▶ [TASK GOAL] From the material below, select and copy every line containing the string "jacket". Case counts.

▶ [ROWS]

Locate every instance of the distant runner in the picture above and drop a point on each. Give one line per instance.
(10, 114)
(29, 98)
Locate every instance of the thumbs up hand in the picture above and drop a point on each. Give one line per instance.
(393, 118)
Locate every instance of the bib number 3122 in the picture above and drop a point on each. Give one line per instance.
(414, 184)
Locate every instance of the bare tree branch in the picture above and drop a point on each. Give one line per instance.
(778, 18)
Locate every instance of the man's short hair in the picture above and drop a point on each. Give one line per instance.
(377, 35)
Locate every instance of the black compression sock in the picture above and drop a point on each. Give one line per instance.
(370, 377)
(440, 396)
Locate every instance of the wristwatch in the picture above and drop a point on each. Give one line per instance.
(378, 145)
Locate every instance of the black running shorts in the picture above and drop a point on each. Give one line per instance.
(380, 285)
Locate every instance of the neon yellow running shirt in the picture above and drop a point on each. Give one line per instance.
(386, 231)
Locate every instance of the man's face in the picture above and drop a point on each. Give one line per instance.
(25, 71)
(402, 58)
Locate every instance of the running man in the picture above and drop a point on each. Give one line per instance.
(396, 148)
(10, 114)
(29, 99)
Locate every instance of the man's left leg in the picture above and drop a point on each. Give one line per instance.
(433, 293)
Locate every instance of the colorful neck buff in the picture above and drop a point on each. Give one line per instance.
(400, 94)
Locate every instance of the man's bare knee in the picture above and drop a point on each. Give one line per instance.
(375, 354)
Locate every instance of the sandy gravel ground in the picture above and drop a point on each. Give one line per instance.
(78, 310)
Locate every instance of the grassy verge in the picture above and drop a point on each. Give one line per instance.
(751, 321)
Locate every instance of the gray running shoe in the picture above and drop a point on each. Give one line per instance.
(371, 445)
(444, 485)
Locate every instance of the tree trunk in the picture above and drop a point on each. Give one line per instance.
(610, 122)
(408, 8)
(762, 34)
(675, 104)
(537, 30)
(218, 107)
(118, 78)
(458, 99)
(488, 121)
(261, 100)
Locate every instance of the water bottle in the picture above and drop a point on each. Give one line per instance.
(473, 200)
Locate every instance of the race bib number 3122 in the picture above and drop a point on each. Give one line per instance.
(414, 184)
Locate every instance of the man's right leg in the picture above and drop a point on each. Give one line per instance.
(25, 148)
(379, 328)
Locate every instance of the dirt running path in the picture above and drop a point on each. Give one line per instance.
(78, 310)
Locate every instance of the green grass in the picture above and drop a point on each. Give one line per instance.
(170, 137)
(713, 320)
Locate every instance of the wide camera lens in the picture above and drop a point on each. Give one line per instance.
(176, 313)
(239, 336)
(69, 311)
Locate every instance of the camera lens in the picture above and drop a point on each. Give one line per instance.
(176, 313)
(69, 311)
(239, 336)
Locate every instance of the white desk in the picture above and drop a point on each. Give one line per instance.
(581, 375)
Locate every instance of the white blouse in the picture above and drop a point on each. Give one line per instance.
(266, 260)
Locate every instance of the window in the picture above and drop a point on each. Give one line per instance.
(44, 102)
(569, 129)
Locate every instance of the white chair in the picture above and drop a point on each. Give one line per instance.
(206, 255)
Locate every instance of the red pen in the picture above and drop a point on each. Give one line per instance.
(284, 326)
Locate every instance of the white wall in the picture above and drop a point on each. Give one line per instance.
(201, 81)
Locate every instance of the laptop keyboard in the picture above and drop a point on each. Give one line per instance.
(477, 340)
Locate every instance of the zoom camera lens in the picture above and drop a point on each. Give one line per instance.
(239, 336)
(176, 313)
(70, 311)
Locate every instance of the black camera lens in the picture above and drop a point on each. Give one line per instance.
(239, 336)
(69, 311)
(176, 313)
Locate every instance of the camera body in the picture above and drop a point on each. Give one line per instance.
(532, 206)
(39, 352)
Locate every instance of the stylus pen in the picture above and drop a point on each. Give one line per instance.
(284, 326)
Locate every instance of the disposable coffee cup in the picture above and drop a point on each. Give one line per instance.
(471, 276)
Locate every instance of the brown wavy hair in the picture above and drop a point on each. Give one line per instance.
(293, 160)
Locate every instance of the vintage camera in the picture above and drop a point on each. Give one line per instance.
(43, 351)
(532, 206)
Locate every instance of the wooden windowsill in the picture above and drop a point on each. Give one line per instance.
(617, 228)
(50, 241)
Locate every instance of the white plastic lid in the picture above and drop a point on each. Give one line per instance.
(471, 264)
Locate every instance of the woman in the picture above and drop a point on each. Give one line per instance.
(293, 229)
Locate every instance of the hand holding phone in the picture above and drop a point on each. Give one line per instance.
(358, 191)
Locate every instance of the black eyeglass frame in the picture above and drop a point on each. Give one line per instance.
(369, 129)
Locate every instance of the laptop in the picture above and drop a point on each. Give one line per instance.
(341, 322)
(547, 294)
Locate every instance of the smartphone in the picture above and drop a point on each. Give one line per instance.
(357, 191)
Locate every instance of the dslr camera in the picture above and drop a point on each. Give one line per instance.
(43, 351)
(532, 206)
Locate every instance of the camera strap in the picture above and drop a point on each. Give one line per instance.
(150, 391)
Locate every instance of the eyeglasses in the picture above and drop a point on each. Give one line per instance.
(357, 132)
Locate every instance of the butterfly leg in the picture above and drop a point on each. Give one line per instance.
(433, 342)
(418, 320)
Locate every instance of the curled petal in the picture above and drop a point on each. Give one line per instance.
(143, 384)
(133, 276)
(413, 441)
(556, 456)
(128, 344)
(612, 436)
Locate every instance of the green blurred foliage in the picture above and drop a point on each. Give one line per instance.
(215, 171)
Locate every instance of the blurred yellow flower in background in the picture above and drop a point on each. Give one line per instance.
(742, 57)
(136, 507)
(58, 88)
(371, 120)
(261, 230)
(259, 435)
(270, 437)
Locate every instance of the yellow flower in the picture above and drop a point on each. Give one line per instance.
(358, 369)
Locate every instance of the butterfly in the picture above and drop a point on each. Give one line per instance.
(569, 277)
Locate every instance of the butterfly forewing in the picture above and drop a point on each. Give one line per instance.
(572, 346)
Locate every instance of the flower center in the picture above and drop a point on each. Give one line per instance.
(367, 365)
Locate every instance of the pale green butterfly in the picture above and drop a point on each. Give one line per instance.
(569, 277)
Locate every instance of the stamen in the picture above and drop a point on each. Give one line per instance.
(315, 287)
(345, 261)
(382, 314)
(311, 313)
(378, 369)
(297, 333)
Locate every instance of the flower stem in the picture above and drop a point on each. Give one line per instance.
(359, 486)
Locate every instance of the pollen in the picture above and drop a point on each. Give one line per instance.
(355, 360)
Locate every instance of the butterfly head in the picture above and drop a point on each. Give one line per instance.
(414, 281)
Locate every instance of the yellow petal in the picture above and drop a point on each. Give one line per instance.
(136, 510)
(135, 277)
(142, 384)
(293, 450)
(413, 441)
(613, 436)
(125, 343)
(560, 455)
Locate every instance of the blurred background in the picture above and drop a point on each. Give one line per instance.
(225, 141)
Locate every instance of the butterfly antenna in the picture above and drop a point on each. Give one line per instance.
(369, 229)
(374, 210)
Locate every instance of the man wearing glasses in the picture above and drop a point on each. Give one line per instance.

* * *

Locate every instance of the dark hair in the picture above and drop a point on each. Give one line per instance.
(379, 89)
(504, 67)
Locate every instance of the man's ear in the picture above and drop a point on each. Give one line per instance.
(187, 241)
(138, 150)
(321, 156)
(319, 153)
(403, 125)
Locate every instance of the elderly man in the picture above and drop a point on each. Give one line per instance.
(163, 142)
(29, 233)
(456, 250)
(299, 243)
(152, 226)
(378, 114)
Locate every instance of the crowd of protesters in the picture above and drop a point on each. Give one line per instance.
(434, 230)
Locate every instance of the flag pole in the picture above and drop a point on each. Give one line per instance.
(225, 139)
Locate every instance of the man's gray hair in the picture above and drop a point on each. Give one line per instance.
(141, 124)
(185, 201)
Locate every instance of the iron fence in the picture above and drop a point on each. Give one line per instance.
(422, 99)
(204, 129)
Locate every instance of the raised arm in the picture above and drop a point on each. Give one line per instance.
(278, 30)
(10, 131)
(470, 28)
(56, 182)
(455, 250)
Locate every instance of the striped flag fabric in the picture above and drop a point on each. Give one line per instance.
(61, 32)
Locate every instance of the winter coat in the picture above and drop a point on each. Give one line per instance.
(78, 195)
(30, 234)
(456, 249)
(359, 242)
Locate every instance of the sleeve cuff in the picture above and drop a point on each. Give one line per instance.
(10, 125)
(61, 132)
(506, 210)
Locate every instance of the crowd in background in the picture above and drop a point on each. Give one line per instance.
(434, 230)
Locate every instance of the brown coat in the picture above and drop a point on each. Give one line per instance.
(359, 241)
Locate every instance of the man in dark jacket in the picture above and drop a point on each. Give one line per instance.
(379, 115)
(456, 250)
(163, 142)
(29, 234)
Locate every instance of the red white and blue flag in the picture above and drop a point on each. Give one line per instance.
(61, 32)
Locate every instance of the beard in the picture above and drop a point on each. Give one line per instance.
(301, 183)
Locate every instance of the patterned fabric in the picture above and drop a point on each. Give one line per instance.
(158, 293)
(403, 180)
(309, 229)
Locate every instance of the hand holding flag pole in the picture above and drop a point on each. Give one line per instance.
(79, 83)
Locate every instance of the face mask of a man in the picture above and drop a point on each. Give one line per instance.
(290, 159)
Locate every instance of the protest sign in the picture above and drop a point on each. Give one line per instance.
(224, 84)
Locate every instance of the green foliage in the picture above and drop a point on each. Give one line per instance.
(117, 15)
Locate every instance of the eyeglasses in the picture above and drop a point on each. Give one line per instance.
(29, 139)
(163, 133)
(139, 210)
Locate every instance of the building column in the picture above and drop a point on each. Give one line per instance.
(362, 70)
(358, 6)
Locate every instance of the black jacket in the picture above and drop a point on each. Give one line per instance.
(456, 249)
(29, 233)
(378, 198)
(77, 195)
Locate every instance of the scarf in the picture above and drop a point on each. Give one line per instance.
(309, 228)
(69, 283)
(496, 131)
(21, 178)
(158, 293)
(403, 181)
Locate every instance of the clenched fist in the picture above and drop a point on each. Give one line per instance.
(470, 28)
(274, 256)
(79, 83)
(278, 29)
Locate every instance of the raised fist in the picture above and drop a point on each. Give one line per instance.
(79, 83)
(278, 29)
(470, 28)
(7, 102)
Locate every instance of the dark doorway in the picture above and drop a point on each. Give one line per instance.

---

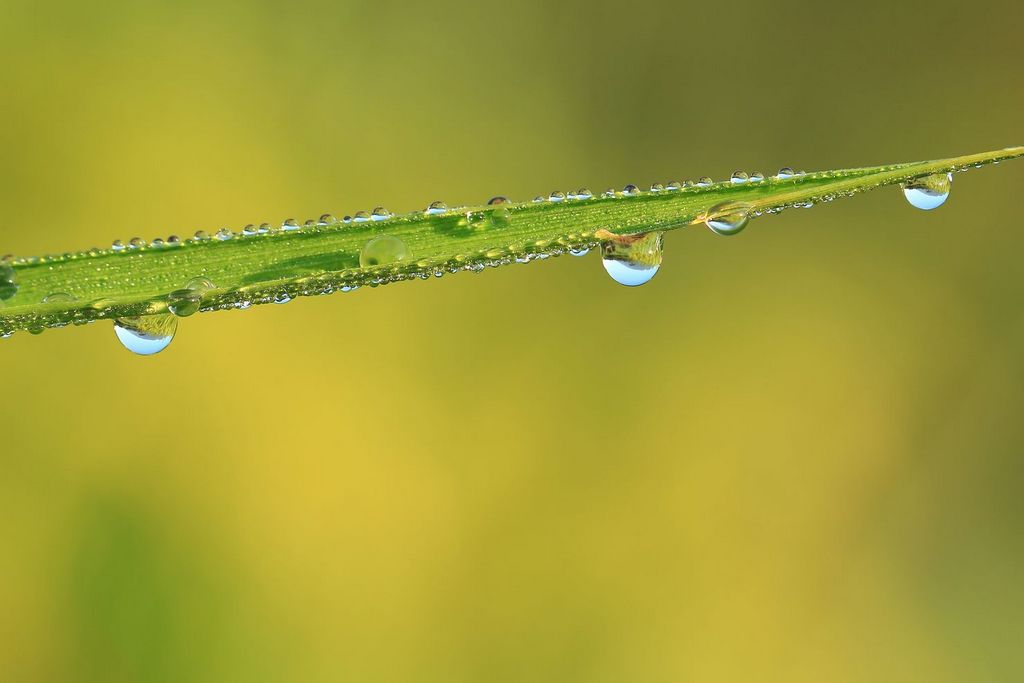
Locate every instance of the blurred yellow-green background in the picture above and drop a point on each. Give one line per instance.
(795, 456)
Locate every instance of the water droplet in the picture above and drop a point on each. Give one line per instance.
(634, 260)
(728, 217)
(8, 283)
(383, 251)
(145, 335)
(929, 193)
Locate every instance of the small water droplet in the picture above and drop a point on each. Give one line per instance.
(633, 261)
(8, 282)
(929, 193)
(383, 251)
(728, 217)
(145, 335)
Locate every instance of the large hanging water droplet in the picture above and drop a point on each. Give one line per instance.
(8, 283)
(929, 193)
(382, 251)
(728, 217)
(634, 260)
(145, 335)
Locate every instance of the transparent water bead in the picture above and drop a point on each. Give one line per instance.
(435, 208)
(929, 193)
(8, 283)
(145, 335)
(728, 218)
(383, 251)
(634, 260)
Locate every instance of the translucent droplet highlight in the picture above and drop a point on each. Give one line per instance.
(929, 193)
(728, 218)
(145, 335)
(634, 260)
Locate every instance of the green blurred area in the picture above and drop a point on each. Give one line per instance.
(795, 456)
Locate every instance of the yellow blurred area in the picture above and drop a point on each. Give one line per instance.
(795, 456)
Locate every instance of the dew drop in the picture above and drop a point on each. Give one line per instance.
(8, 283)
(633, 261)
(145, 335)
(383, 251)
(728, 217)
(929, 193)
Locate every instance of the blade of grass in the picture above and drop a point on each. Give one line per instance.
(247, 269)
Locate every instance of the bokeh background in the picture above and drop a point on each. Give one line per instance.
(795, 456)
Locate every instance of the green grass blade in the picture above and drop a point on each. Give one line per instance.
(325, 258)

▶ [WRITTEN ANSWER]
Locate every instance of the man in dark jacket in the picture above and drop a point on each. Give one line per instance.
Locate every instance of the black jacket in the picture above and drop a point on each. Give one line per instance.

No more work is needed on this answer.